» Aim
Present the data once more in exactly its original form.
=====
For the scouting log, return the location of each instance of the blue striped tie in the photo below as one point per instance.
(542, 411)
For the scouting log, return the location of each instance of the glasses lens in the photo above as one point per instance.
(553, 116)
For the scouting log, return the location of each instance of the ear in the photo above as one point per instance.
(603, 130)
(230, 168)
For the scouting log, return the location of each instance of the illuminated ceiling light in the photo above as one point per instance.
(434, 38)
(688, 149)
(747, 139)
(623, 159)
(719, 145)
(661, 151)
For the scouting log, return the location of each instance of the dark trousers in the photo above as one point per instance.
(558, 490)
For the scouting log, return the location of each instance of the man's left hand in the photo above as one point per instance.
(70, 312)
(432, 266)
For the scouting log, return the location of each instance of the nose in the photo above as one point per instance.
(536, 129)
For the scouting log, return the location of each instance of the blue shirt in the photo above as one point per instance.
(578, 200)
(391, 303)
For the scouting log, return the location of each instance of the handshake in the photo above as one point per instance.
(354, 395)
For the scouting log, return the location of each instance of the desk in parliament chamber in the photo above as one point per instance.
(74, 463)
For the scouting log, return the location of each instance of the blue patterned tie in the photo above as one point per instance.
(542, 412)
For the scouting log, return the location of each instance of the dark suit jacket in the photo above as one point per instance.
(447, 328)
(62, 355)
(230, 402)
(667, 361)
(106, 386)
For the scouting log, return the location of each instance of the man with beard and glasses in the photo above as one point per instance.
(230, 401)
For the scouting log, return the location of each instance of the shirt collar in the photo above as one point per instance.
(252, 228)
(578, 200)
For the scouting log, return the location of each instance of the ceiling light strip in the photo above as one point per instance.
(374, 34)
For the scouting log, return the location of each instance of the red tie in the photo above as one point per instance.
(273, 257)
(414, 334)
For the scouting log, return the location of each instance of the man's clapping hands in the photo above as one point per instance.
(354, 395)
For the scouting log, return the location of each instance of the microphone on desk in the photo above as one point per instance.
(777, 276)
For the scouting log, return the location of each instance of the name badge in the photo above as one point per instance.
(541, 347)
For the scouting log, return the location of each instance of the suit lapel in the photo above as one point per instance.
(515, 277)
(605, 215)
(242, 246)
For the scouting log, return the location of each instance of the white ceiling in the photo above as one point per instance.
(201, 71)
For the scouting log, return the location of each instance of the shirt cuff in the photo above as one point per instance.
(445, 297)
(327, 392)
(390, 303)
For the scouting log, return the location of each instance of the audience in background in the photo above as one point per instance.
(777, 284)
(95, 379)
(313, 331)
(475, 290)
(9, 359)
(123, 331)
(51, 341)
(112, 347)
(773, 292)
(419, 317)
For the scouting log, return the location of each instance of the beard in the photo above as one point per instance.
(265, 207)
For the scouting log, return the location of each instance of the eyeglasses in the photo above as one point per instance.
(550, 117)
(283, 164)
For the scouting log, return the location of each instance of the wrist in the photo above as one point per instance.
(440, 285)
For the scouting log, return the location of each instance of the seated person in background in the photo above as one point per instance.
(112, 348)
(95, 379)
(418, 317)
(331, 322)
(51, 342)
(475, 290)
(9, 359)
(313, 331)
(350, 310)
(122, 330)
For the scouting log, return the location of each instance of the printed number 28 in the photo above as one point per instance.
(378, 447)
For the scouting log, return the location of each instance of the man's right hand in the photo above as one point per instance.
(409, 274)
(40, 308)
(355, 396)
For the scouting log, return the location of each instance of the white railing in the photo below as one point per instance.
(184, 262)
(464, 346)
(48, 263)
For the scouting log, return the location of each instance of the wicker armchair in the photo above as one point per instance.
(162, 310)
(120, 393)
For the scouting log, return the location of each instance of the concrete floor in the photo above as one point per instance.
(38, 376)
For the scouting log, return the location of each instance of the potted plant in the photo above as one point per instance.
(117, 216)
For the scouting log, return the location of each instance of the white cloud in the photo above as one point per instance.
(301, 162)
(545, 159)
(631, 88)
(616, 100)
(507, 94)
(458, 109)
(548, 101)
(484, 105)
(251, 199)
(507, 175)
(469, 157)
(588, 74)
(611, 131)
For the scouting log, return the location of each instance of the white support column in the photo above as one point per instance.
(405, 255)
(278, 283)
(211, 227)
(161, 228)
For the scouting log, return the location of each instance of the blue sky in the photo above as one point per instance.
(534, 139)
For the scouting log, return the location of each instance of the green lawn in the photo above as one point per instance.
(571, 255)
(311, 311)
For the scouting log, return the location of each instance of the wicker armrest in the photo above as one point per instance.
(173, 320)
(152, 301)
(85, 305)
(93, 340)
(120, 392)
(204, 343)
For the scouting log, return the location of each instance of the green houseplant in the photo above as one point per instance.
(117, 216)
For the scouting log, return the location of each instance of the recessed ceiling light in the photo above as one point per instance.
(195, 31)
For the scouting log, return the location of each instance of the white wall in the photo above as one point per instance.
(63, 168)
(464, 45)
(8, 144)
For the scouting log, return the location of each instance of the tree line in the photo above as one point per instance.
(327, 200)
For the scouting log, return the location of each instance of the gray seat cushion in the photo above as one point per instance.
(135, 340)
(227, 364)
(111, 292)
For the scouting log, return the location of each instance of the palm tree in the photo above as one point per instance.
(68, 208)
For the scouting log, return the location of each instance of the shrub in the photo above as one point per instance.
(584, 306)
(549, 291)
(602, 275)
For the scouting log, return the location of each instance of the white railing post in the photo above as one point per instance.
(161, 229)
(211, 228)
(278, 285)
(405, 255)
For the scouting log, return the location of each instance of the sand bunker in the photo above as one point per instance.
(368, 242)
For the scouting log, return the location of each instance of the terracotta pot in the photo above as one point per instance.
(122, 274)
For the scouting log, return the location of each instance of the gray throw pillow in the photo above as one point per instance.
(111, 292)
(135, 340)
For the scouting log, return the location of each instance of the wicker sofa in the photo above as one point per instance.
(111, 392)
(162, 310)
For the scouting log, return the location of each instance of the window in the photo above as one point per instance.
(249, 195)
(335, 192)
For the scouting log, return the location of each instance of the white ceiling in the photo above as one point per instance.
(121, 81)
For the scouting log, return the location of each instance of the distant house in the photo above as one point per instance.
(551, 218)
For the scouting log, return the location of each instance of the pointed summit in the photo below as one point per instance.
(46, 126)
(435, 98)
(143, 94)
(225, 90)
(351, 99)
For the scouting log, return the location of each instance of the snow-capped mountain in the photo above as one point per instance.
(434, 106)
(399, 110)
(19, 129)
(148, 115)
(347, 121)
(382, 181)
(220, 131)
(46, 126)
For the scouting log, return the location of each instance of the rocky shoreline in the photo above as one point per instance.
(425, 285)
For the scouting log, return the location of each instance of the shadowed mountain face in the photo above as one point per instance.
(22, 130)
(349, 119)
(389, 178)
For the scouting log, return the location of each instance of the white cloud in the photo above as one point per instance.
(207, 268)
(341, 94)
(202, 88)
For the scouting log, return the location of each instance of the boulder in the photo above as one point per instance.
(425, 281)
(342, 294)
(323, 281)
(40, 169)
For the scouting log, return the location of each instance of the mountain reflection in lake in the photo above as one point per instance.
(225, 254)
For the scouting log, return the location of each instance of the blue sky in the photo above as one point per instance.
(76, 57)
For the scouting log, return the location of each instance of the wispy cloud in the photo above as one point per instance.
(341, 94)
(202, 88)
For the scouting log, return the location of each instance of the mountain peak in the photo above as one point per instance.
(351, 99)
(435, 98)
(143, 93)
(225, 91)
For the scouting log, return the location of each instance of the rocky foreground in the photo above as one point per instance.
=====
» Complete response
For the scouting log, return the location of each instance of the blue striped tie in the photo below as one point per instance.
(542, 411)
For the scouting log, return the location of each instance of the glasses lens in the photo above as one point per instance.
(553, 116)
For the scouting log, return the location of each instance of the ear in the photo above as one point per instance.
(603, 130)
(230, 168)
For the scouting log, return the location of each instance of the illuminated ceiling light in the photo above as one point per instance.
(434, 38)
(688, 149)
(747, 139)
(623, 159)
(719, 145)
(661, 151)
For the scouting log, return the location of each instance of the dark trousers in the photo above as one point per instance.
(558, 490)
For the scouting log, return the location of each instance of the man's left hand in the photo above as one point per instance.
(70, 312)
(432, 266)
For the scouting log, return the location of each instance of the nose in the photo above as one point per instance.
(536, 129)
For the scouting log, return the location of each instance of the blue shirt in the photo above as one point per instance.
(578, 200)
(391, 303)
For the scouting log, return the location of each instance of the handshake in the photo above as one point per instance.
(354, 395)
For the scouting log, return the location of each instance of the desk in parliament chamber in the photo above as one point per instance.
(74, 463)
For the scouting log, return the location of each instance of the blue patterned tie in the photo above as one point per instance.
(542, 412)
For the scouting log, return the location of each instance of the dark suit jacket in the photo above as one point per instance.
(447, 328)
(62, 355)
(230, 402)
(667, 361)
(106, 386)
For the scouting log, return the location of each instance of the man with beard and glasses in the photo above as one point per instance.
(230, 401)
For the scouting log, return the location of each instance of the shirt collar in the photo above as one point per instance.
(252, 228)
(578, 200)
For the scouting log, return the location of each instance of the ceiling light strip in the photo above as one point per instance.
(374, 34)
For the scouting log, return the location of each instance of the red tie in the photo above as one point per instance.
(273, 257)
(414, 334)
For the scouting log, return the location of each instance of the man's clapping hands in the photo above as one point per instance.
(354, 395)
For the scouting log, return the location of each instance of the microphone on desk in the photo above as one point per instance.
(777, 276)
For the scouting log, return the location of each instance of the name badge in the photo above as one point per instance.
(541, 347)
For the scouting log, return the location of each instance of the suit lapel in the photo above as one point per instance.
(515, 277)
(605, 215)
(242, 246)
For the scouting log, return the location of each instance of the white ceiling in the photo above as one point per instance.
(201, 71)
For the scouting log, return the location of each instance of the shirt cuff in the photo above as one point per instance.
(445, 297)
(327, 392)
(390, 303)
For the scouting log, return the location of each instance of the audience in background in the photo above as one point per instance.
(777, 284)
(95, 379)
(313, 331)
(475, 290)
(9, 359)
(123, 331)
(51, 341)
(112, 347)
(773, 292)
(419, 317)
For the scouting log, return the location of each instance of the beard in the photo above as one point per instance.
(265, 207)
For the scouting log, return the location of each instance of the eyeglasses in the photo above as one point per instance.
(550, 117)
(283, 164)
For the scouting log, return the location of each instance of the wrist in the photo above as one point per instance.
(440, 285)
For the scouting log, return the location of each instance of the seated person in background in the photo above as one point per instance.
(112, 348)
(95, 379)
(418, 317)
(331, 322)
(51, 342)
(475, 290)
(9, 359)
(313, 331)
(350, 310)
(122, 330)
For the scouting log, return the location of each instance of the printed number 28 in the photo above as one point per instance.
(378, 447)
For the scouting log, return the location of each instance of the man's right hand in the photo above as one point per instance.
(409, 274)
(40, 308)
(355, 396)
For the scouting log, return the location of each instance of the white railing in the photo below as one point per instance.
(184, 262)
(464, 346)
(48, 263)
For the scouting log, return the location of each instance of the wicker armchair in the photo above as one point per instance.
(162, 310)
(120, 393)
For the scouting log, return the location of each instance of the concrete floor in the photo above as one point per instance.
(38, 376)
For the scouting log, return the location of each instance of the potted plant in the photo above as one point per instance.
(117, 216)
For the scouting log, return the location of each instance of the white cloud in the photo above as one point per instance.
(301, 162)
(545, 159)
(631, 88)
(616, 100)
(507, 94)
(458, 109)
(548, 101)
(484, 105)
(251, 199)
(507, 175)
(469, 157)
(588, 74)
(611, 131)
For the scouting log, return the location of each instance of the white support column in the photo above as one point per instance.
(405, 255)
(278, 283)
(211, 227)
(161, 228)
For the scouting log, return the location of each instance of the blue sky in the photo above as one point per instance.
(534, 139)
For the scouting log, return the location of each instance of the green lawn in the photo above as one point per instance.
(571, 255)
(311, 311)
For the scouting log, return the location of each instance of the wicker armrest in the photo above as one point per instance.
(173, 320)
(152, 301)
(85, 305)
(93, 340)
(120, 392)
(204, 343)
For the scouting log, return the location of each instance of the green houseplant in the photo above as one point per instance.
(117, 216)
For the scouting log, return the location of each instance of the recessed ceiling light in the photo above as one point per instance.
(195, 31)
For the scouting log, return the location of each instance of the white wall in the photo above as one point per instance.
(63, 168)
(464, 45)
(8, 144)
For the scouting log, return the location of each instance of the tree line in the photo above as one point per instance.
(327, 200)
For the scouting log, return the location of each instance of the gray seat cushion in the photo above as one point per instance.
(135, 340)
(227, 364)
(111, 292)
For the scouting log, return the location of each instance of the palm tree in the photo above as one point per instance.
(68, 208)
For the scouting log, return the location of each instance of the shrub in the photo above as one point per instance.
(584, 306)
(549, 291)
(602, 275)
For the scouting log, return the location of each instance of the white railing post in the photo above as one point per instance.
(161, 229)
(211, 228)
(278, 285)
(405, 255)
For the scouting log, return the location of each instance of the sand bunker in the photo above as one point per instance.
(368, 242)
For the scouting log, return the location of each instance of the terracotta pot in the photo above as one point per instance.
(122, 274)
For the scouting log, return the location of each instance of the gray throw pillow in the photo above as one point per instance.
(111, 292)
(135, 340)
For the scouting log, return the location of each instance of the wicker sofa in the photo above as one point per instance.
(111, 392)
(162, 310)
For the scouting log, return the location of each instance of the window in the photo above as one point per instance.
(249, 195)
(335, 192)
For the scouting log, return the location of each instance of the white ceiling in the photo above as one point per instance.
(121, 81)
For the scouting log, return the location of each instance of the distant house in the photo above as one point per instance.
(551, 218)
For the scouting log, return the location of each instance of the pointed summit in the photo below as one point per instance.
(46, 126)
(435, 98)
(143, 94)
(225, 90)
(351, 99)
For the scouting log, return the location of each instance of the snow-capped mountain in the photo above as one point per instance.
(434, 106)
(399, 110)
(19, 129)
(148, 115)
(347, 121)
(382, 181)
(220, 131)
(46, 126)
For the scouting log, return the location of each instance of the rocky shoreline in the photo above as one point per instance.
(425, 285)
For the scouting log, return the location of each instance of the shadowed mountain face in the photo above as one point per instance.
(22, 130)
(349, 119)
(389, 178)
For the scouting log, return the location of each instance of the white cloud in the photo above as one point per instance.
(207, 268)
(341, 94)
(202, 88)
For the scouting log, return the location of each instance of the boulder in the photo above as one point per instance.
(425, 281)
(342, 294)
(323, 281)
(40, 169)
For the scouting log, return the location of each instance of the mountain reflection in lake in the photo above as one point per instance.
(225, 254)
For the scouting log, return the location of each instance of the blue sky in the photo above as one point per instance.
(76, 57)
For the scouting log, return the location of each instance of the wispy cloud in the photo above as one point per instance.
(341, 94)
(202, 88)
For the scouting log, return the location of each instance of the mountain peak in the photo above as one point per instance.
(351, 99)
(435, 98)
(143, 93)
(225, 91)
For the scouting log, return the location of each instance of the rocky foreground in the photo above as one point per instance.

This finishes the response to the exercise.